Making the programs behind the research accessible allows other scientists to test the code and reproduce the computations in an experiment — in other words, to reproduce results and solidify findings. It's the "how the sausage is made" part of research, Marwick says. It also allows the code to be used by other researchers in new studies, making it easier for scientists to build on the work of their colleagues.

"What we're missing is the convention of sharing code or the tools for turning data into useful discoveries or information," Marwick says. "Researchers say it's great to have the data available in a paper — increasingly raw data are available in supplementary files or specialized online repositories — but the code for performing the clever analyses in between the raw data and the published figures and tables are still inaccessible."

Since 2014, Nature Research has encouraged writers to make their code available upon request.

The Nature Neuroscience pilot focuses on three elements: whether the code supporting an author's main claims is publicly accessible; whether the code functions without mistakes; and whether it produces the results cited.

"This is a commitment from a high-impact journal to raise software to the status of a regular research product, that it's not just a tool that gets discarded along the way, or hidden on a researcher's computer where no-one else can benefit from it," Marwick says. "In the future, scientific disciplines will be shifting to a position where you need to share your code as well as your data. It will be easier to reproduce someone's new discovery, and incorporate their discoveries into your own work."

Imagine this scenario, Marwick says: A neuroscientist is trying to find new ways to identify early-stage tumors using 3-D brain imagery. She comes up with an algorithm that can pick out specific pixel values in an image, which helps lead to early tumor detection. By sharing the computer code and its mathematical algorithm, the scientist could facilitate a breakthrough.

The Nature Neuroscience paper resulted from a two-day workshop held in 2014 in the United Kingdom, to which Marwick, an archaeologist, was invited because of his efforts in using code and promoting open science in archaeology. A Senior Data Science Fellow at the UW eScience Institute, Marwick is active in the institute's Reproducibility and Open Science Group, which works on issues and practices around tools and practices to enhance data sharing, preservation, and reproducibility.

Bill Howe, associate director of the eScience Institute, says code sharing is part of the future. "Reproducibility is literally the definition of science, and as science moves from the lab to the computer, code sharing must be at the core of how we conduct research and train students."

- Tasks to complete:
1 - Can you rewrite the paragraph of the code-sharing passage that begins "The Nature Neuroscience pilot focuses" as a short list that keeps its main facts?
2 - Extract word for word the portion of the code-sharing passage starting at "Since 2014, Nature" and ending at "the results cited.".

- Entries provided:
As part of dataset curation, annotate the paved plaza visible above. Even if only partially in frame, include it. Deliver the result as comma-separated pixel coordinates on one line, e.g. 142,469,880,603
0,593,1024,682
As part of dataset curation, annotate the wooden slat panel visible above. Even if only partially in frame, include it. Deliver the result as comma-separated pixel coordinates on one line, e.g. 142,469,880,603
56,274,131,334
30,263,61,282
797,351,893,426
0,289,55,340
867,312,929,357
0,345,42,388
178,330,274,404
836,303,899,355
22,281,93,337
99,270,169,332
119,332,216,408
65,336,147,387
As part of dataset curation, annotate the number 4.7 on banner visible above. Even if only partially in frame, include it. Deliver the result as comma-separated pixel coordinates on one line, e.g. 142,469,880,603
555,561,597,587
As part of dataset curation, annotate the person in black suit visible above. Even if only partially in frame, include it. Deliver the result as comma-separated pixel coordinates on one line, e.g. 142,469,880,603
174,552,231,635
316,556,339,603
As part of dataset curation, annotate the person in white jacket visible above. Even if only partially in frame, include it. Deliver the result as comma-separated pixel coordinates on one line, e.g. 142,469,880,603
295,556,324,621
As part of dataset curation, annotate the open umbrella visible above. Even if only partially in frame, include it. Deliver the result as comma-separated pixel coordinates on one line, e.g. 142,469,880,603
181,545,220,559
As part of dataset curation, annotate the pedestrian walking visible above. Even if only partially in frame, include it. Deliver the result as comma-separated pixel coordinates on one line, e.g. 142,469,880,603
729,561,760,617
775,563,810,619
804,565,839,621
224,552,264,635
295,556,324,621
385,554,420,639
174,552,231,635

- Written answers:
1 -
The Nature Neuroscience pilot checks three things:
- whether the code behind an author's main claims is publicly accessible
- whether the code runs without mistakes
- whether the code produces the cited results

2 -
Since 2014, Nature Research has encouraged writers to make their code available upon request.

The Nature Neuroscience pilot focuses on three elements: whether the code supporting an author's main claims is publicly accessible; whether the code functions without mistakes; and whether it produces the results cited.